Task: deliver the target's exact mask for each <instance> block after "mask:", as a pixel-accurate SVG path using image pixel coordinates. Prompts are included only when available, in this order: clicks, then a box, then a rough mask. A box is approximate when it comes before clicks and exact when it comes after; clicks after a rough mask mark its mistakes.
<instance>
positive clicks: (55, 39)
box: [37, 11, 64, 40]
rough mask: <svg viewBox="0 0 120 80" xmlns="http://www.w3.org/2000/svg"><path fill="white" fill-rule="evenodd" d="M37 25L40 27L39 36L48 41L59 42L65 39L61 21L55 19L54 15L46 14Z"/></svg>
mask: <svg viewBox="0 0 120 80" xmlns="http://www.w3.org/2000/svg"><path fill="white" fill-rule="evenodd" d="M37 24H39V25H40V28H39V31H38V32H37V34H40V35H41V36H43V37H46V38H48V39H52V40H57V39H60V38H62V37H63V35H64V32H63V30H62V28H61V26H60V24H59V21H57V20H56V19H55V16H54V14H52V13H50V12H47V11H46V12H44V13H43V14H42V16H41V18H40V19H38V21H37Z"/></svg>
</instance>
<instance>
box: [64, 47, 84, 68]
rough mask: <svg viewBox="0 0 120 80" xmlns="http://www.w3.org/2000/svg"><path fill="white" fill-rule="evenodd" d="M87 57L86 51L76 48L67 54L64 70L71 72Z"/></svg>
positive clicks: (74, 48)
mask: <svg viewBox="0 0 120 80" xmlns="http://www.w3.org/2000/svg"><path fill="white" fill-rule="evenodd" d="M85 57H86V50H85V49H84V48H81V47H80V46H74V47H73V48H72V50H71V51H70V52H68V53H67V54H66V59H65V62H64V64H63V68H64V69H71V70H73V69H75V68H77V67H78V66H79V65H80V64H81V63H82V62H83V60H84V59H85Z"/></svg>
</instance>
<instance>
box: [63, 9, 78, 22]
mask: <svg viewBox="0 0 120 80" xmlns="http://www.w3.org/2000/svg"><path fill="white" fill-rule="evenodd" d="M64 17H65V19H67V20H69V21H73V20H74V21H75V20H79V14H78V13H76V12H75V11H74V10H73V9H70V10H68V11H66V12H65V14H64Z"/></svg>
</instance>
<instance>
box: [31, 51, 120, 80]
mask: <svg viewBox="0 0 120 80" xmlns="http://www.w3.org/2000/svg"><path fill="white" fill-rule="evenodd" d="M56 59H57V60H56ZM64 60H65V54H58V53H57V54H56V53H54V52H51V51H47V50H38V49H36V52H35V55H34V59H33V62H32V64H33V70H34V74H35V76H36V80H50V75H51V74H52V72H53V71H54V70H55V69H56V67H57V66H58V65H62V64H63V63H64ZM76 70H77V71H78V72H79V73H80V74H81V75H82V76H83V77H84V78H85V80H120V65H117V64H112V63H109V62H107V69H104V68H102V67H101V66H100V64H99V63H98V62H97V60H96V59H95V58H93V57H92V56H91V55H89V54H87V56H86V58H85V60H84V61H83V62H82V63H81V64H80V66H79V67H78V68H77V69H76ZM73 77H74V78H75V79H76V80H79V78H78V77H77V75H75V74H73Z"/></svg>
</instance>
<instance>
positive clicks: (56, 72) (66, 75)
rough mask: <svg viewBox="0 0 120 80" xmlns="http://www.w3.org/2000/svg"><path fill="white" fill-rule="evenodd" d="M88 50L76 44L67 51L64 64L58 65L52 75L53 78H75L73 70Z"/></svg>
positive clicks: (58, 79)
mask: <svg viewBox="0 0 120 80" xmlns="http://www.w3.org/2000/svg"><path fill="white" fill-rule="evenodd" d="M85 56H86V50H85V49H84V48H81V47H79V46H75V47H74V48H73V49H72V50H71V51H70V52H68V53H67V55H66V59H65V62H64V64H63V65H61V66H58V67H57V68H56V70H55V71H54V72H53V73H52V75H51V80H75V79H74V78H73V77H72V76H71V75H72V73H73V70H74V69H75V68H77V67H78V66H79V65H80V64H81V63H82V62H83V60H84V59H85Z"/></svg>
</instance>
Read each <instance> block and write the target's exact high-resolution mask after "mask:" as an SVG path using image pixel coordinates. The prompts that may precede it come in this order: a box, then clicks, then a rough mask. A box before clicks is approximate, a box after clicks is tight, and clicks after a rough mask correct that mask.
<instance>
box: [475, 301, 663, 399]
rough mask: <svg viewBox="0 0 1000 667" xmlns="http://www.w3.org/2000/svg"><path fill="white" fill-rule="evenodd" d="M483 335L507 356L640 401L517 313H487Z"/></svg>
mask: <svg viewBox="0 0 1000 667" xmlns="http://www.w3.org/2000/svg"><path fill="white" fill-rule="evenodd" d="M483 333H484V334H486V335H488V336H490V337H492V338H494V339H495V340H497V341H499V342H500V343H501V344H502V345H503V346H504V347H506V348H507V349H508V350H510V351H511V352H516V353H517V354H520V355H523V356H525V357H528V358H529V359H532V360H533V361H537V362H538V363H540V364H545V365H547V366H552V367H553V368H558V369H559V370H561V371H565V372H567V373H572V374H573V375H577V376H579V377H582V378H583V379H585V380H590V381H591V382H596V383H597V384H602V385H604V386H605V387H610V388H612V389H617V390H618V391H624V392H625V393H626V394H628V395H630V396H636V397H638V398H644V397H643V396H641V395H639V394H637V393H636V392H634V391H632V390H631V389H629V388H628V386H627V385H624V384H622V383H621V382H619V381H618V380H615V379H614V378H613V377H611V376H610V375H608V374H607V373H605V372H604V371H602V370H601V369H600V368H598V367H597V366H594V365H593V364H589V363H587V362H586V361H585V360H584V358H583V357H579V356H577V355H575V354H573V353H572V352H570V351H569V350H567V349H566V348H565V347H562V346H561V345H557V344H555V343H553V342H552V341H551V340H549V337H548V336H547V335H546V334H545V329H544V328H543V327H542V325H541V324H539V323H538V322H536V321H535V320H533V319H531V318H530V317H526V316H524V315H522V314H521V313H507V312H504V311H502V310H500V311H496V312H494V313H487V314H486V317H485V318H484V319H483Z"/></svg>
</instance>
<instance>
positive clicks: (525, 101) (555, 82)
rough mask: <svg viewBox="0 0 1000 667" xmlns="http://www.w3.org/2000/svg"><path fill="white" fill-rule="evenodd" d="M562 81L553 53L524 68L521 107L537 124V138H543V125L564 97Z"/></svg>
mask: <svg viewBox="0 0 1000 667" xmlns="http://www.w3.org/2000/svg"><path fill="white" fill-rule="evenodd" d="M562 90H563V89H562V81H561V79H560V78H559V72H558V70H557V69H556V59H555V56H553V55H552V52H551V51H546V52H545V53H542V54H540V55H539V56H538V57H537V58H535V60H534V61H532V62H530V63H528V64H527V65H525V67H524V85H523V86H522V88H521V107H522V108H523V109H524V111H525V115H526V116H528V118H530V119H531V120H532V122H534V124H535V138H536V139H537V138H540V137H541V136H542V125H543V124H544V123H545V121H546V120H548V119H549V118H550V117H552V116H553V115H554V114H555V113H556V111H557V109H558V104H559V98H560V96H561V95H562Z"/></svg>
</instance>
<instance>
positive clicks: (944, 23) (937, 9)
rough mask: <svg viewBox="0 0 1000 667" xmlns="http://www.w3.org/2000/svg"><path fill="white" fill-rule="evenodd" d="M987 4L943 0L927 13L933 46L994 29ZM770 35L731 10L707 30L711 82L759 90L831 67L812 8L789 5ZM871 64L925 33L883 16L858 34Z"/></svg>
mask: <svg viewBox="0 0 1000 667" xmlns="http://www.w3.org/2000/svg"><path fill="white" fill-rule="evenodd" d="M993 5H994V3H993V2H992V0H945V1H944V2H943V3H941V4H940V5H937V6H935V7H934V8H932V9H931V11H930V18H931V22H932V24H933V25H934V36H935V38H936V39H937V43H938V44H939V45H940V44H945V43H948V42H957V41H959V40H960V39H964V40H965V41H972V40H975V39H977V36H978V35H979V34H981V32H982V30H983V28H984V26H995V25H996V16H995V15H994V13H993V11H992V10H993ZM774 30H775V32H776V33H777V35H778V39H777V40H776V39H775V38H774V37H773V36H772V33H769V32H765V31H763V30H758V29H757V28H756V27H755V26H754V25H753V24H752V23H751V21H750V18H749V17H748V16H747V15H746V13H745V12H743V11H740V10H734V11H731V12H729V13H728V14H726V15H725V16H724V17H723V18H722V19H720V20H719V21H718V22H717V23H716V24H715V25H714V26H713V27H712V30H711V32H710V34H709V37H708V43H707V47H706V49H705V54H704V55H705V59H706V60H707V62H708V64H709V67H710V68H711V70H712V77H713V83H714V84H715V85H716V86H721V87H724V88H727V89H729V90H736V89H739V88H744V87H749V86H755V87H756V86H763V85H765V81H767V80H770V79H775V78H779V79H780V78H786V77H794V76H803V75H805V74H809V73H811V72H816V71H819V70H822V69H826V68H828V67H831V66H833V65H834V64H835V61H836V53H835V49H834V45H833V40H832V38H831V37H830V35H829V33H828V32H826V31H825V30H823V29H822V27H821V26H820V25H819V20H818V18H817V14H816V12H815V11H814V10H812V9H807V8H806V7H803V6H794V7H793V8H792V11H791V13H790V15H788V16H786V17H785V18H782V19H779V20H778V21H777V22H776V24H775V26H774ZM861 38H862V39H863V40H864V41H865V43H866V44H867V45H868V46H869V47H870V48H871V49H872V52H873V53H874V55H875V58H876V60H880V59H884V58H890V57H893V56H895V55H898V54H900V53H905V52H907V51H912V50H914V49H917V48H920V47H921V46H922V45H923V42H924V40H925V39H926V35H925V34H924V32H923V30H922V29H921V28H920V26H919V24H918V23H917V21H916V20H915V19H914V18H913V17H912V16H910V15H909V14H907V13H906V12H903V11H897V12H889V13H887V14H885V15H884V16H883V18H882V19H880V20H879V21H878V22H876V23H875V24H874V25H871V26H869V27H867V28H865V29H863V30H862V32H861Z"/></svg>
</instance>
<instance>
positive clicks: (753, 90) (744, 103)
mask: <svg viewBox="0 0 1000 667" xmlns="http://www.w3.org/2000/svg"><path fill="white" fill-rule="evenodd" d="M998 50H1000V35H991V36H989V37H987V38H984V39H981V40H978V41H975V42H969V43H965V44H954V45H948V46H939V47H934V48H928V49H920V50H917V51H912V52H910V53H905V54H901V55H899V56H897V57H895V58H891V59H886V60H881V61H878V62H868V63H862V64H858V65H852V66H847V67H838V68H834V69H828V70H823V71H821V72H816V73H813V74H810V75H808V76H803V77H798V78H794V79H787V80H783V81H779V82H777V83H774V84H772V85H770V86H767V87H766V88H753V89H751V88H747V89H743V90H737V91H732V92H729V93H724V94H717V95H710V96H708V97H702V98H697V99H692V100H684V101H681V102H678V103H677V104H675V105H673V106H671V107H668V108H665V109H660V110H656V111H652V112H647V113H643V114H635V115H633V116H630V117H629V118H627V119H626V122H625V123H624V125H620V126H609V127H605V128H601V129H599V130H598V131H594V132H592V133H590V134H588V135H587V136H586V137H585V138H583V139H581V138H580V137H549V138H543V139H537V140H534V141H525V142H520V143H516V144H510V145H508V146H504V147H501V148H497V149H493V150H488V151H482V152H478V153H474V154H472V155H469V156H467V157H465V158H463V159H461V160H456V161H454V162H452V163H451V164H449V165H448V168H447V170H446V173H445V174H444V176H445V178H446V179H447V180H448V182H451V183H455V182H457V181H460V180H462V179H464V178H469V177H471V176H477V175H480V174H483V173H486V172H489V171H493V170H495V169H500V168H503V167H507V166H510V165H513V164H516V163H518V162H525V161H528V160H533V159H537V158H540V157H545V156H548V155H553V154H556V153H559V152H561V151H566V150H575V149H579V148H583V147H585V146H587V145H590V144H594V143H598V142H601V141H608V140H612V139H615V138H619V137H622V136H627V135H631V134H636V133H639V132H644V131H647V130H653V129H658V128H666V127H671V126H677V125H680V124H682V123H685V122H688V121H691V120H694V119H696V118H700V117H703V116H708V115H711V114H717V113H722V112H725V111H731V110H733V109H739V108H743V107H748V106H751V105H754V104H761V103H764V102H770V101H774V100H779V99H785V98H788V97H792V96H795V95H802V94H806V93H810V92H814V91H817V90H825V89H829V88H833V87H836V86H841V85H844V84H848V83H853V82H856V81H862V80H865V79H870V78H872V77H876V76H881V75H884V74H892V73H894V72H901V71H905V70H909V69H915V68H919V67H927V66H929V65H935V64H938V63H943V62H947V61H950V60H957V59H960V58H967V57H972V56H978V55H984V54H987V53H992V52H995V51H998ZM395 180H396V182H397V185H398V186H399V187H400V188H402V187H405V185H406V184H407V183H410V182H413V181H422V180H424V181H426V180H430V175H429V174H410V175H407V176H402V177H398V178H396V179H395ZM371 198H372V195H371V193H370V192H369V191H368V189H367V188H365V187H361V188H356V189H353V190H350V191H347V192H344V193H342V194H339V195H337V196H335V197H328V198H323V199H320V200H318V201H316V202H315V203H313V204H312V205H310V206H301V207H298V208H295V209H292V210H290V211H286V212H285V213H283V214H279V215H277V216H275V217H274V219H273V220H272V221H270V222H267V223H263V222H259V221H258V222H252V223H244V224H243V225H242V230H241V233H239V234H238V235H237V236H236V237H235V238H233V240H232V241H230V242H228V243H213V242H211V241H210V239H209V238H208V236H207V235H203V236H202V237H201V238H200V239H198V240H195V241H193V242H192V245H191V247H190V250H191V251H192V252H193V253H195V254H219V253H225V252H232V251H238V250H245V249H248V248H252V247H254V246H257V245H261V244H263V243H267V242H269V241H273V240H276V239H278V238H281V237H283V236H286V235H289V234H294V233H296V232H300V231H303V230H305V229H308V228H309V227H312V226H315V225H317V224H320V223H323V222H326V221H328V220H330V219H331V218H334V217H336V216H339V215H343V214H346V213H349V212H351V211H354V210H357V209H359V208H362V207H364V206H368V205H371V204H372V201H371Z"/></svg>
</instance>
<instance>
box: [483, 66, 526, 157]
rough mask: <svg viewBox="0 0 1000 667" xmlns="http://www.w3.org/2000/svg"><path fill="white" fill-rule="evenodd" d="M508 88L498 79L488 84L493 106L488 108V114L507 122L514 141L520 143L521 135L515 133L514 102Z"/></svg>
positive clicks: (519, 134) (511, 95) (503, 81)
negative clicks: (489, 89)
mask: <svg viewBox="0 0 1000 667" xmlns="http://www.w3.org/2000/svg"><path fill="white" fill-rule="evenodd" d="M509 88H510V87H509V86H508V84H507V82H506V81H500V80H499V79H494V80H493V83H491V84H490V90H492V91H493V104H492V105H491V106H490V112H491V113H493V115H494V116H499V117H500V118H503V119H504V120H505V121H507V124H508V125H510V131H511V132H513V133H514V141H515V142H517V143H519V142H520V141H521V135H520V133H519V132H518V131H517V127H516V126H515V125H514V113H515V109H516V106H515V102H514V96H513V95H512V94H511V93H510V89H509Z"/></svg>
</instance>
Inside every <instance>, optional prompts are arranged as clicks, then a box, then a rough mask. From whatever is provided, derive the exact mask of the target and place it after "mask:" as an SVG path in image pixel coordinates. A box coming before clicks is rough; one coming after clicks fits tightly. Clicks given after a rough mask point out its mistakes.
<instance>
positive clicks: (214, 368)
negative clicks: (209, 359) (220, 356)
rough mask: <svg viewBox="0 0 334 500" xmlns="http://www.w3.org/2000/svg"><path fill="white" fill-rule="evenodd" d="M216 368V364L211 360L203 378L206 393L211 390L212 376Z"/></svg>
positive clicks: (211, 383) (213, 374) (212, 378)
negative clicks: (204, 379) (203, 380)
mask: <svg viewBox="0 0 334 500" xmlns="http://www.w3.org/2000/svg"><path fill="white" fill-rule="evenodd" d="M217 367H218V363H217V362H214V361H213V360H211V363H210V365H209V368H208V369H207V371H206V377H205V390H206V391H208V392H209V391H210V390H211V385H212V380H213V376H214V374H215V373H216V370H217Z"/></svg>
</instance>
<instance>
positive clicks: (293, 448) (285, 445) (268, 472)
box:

> **Brief**
Each line above with the string "this" in it should be located and copied.

> **Response to the exercise**
Task: deliver the target's exact mask for each <instance> block after "mask:", as a pixel-accurate SVG path using image pixel coordinates. Prompts are included only when available, in this order: clicks, then a box, then a rough mask. A box is approximate when it comes before clicks and exact when it comes after; clicks after a rough mask mark its mistakes.
Read each <instance> block and write the target's exact high-resolution mask after "mask:" as an SVG path using image pixel coordinates. The prompts that may precede it come in this order: a box, then clicks, then a rough mask. A box before clicks is approximate, a box after clicks is tight, and clicks after a rough mask correct that mask.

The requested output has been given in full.